> _LISTED ENTRIES_:
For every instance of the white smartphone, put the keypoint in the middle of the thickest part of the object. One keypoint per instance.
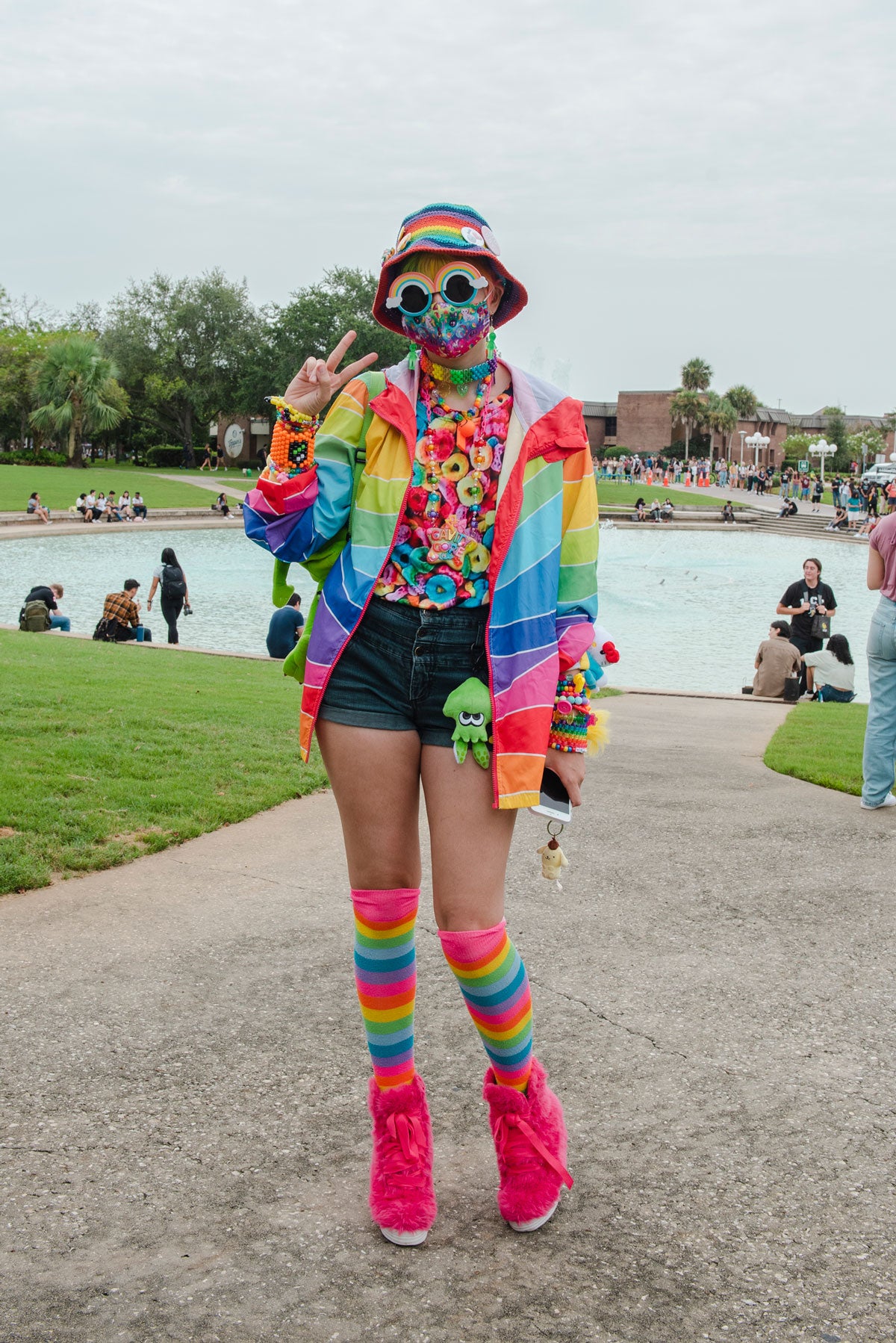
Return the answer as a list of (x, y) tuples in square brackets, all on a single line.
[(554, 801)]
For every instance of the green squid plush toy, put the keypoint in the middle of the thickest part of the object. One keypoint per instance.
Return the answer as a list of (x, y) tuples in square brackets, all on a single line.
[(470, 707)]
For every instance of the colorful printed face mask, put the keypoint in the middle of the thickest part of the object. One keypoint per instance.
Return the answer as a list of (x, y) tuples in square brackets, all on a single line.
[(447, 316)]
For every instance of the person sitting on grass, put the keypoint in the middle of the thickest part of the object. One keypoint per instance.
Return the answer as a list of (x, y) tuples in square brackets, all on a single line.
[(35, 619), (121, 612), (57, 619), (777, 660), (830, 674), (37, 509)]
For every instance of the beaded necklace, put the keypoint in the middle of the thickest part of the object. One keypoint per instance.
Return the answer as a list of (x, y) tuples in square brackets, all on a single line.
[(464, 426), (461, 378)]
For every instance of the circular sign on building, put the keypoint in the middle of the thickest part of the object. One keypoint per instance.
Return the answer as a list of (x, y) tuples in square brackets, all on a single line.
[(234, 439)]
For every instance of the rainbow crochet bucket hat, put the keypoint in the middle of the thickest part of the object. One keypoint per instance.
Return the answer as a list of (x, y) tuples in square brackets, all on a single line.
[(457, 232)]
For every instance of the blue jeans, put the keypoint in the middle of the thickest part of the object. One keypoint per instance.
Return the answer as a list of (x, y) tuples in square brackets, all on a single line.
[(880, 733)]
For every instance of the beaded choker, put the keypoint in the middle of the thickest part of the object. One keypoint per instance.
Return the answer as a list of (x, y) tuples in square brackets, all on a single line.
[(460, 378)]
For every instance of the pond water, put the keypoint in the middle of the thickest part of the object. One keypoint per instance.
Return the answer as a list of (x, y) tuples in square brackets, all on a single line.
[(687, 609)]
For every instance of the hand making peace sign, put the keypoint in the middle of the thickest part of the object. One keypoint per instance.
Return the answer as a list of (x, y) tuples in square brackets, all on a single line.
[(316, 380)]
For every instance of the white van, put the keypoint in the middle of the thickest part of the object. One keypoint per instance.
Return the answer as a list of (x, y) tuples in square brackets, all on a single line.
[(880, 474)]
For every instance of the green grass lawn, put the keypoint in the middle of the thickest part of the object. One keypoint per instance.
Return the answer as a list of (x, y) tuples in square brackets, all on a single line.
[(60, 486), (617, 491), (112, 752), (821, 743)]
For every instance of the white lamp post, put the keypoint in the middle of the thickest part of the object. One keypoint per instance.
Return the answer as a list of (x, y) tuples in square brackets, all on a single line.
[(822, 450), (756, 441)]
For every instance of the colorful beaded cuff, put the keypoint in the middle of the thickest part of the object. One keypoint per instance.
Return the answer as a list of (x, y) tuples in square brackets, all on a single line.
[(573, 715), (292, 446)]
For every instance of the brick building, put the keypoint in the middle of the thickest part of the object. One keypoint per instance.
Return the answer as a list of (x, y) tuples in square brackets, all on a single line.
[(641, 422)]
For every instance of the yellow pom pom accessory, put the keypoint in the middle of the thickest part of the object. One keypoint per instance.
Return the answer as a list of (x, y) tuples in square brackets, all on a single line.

> _ACTIVITY_:
Exactly as they appear, output the line holding "For every instance of the white van, put" and all lines after it through the end of the listing above, and only those.

> _SOLVED PROBLEM_:
For every instance of the white van, put the keypoint in the middle of the thickest part of the object. One keypoint per instance.
Return the answer as a list of (x, y) tuples in square brackets, all on a single line.
[(880, 474)]
For every instance of the green grass lawn, put the keypoint in the middle of the thickest part of the object. One keypoint per instance.
Return the answer as a list of (x, y) tuples in square brackets, all on a single line.
[(60, 486), (617, 491), (112, 752), (821, 743)]
For every instance of the white lamp post, put the keypoint in the middle of the thickest part of the object. One keypoint per instance.
Return the answer as a list of (x, y) tuples in square brackets, all on a single line.
[(822, 450), (756, 441)]
For every instance of the colorful beaded cuff, put the keypoint in the middle of the thickest part of the object. One keypoint per instance.
Return the answer as a list of (x, y) tuples in square brackets, all on a single line.
[(573, 715), (292, 446)]
For every instance of the brick building, put the keypoint in the middle of the thickest part of the object. One keypoint per instance.
Return the answer as a list of (x, y) tuples in square brackets, all on a single line.
[(641, 422)]
For every instance of the yellow pom pom accessory, put the keypoint in the middle of the thickest part of the object. One keypoint per instance.
Return the answer as a list of (x, y) tuples in square brackets, all on a single line.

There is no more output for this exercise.